:: Problem ::
Convert all of the material below into a JSON list of strings, with one string for each line and no blank lines. Leave out the picture.

:: Records shown ::

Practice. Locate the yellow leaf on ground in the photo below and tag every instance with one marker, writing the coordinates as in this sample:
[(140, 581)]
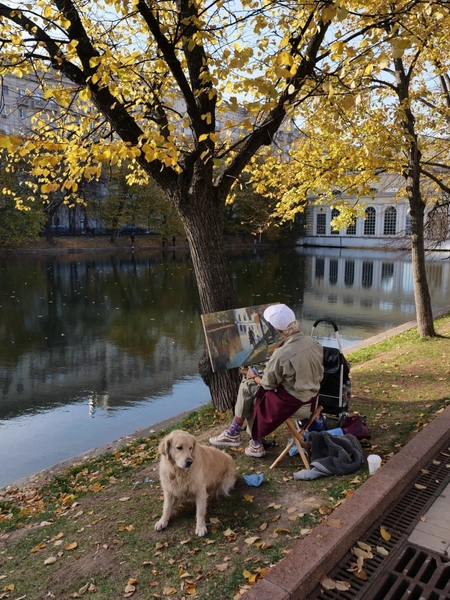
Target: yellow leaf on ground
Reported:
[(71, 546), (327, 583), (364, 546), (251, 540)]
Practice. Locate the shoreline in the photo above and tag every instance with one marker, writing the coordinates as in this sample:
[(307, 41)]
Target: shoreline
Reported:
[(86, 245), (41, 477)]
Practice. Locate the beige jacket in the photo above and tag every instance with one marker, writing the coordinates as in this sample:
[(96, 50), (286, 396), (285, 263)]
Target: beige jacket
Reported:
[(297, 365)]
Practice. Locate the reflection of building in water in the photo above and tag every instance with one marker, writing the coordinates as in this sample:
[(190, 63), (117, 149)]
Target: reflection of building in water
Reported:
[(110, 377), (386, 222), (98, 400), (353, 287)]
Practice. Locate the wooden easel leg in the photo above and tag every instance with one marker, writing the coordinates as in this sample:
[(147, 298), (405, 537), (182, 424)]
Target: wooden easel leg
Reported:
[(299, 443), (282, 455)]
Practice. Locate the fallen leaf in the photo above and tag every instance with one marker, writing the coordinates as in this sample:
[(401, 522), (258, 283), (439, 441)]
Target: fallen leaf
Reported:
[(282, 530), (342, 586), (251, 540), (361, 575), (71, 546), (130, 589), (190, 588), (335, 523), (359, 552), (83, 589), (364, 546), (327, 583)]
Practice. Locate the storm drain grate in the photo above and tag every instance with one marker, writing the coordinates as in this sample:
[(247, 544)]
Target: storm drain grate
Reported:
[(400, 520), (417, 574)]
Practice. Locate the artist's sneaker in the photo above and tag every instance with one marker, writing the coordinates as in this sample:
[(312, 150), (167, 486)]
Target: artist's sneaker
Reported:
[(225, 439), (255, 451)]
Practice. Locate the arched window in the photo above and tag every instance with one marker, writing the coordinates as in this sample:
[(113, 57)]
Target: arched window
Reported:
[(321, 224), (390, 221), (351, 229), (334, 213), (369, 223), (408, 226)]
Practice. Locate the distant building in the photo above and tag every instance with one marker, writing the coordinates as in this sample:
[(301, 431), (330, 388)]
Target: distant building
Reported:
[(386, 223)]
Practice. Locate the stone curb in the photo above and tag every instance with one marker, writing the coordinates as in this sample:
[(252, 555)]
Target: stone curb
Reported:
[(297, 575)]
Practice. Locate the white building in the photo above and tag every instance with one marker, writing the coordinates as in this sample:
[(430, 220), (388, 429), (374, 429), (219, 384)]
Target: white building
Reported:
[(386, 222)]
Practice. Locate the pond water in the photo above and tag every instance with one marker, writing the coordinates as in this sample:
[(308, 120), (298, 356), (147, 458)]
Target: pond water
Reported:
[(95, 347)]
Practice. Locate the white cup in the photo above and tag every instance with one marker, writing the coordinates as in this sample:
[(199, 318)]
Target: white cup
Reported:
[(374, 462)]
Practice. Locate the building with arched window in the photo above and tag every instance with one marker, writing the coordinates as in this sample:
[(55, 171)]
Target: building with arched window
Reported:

:: Result for this exercise ::
[
  "Practice. Locate the yellow leaf on ground in the photo below and tag every instance with one marker, writing the coordinates as in this sample:",
  "[(140, 581)]",
  "Target: yellow leaf on ground",
  "Reported:",
  "[(71, 546), (327, 583), (364, 546), (251, 540)]",
  "Practice. Locate the shoreline in the photo above and tag every instance with one marker, writing the coordinates as in this sample:",
  "[(307, 41)]",
  "Target: shoreline",
  "Reported:",
  "[(86, 245), (41, 477)]",
  "Practice. Locate the beige jacket in the photo above and tag every instance with one marker, writing the coordinates as in this sample:",
  "[(96, 50), (286, 396), (285, 263)]",
  "Target: beige jacket",
  "Reported:",
  "[(297, 365)]",
  "Practice. Locate the reflection of building in water in the photo above and tag every instance with one marker, writing the coordinates as in this sample:",
  "[(190, 63), (117, 149)]",
  "Target: reflection of building in water",
  "Reported:",
  "[(110, 377), (386, 222), (98, 400), (353, 287)]",
  "Practice. Locate the wooden easel leg in the photo above and tag every instance with one marker, writing the coordinates as in this sample:",
  "[(147, 298), (405, 537), (182, 424)]",
  "Target: wooden easel leg",
  "Reported:",
  "[(299, 443), (282, 455)]",
  "Practice. Locate the fallen leaf in the photo above and tag every instance with one marker, writing the coordinates as in this sample:",
  "[(401, 522), (258, 283), (439, 441)]",
  "Target: fallen leaf",
  "Reported:",
  "[(282, 530), (342, 586), (251, 540), (361, 575), (71, 546), (130, 589), (190, 588), (335, 523), (359, 552), (83, 589), (364, 546), (327, 583)]",
  "Practice. Locate the storm drain grate in the photo above and tag every instance with one marker, writing the coordinates as in this sample:",
  "[(247, 544)]",
  "Target: storm drain grate",
  "Reported:",
  "[(400, 520), (417, 574)]",
  "Practice. Locate the artist's sneaker in the photo above and tag every instance with one marker, writing the coordinates as in this sample:",
  "[(312, 150), (167, 486)]",
  "Target: artist's sneaker",
  "Reported:",
  "[(225, 439), (255, 451)]",
  "Practice. Locate the arched window in the photo above and tag every instance with one marker, writing the coordinates as in this sample:",
  "[(113, 57)]",
  "Target: arched window",
  "Reported:",
  "[(321, 224), (390, 221), (351, 229), (334, 213), (369, 223), (408, 226)]",
  "Practice. Locate the distant building in the photo above and tag every instance with one marker, writing the coordinates as in this sample:",
  "[(301, 431), (330, 388)]",
  "Target: distant building",
  "Reported:",
  "[(386, 223)]",
  "Practice. Locate the stone curb in the photo above and tag every instance with one marker, writing the coordinates as in this sample:",
  "[(252, 555)]",
  "Target: stone curb",
  "Reported:",
  "[(297, 575)]",
  "Practice. Locate the white building in the photo above and tag every instance with one marker, writing the coordinates as in this sample:",
  "[(430, 220), (388, 429), (374, 429), (219, 384)]",
  "Target: white building",
  "Reported:",
  "[(386, 222)]",
  "Practice. Locate the pond water in the photo above and tag every instance with one marker, writing the coordinates as in this sample:",
  "[(308, 120), (298, 356), (147, 458)]",
  "Target: pond water",
  "Reported:",
  "[(95, 347)]",
  "Practice. Locate the white cup in the photo above and tag every instance with one marker, writing the coordinates as in this sample:",
  "[(199, 318)]",
  "Target: white cup",
  "Reported:",
  "[(374, 462)]",
  "Practice. Locate the building with arched window in the photo above and tag every instance with one marker, writing the coordinates as in this sample:",
  "[(55, 171)]",
  "Target: building with arched window",
  "Reported:"
]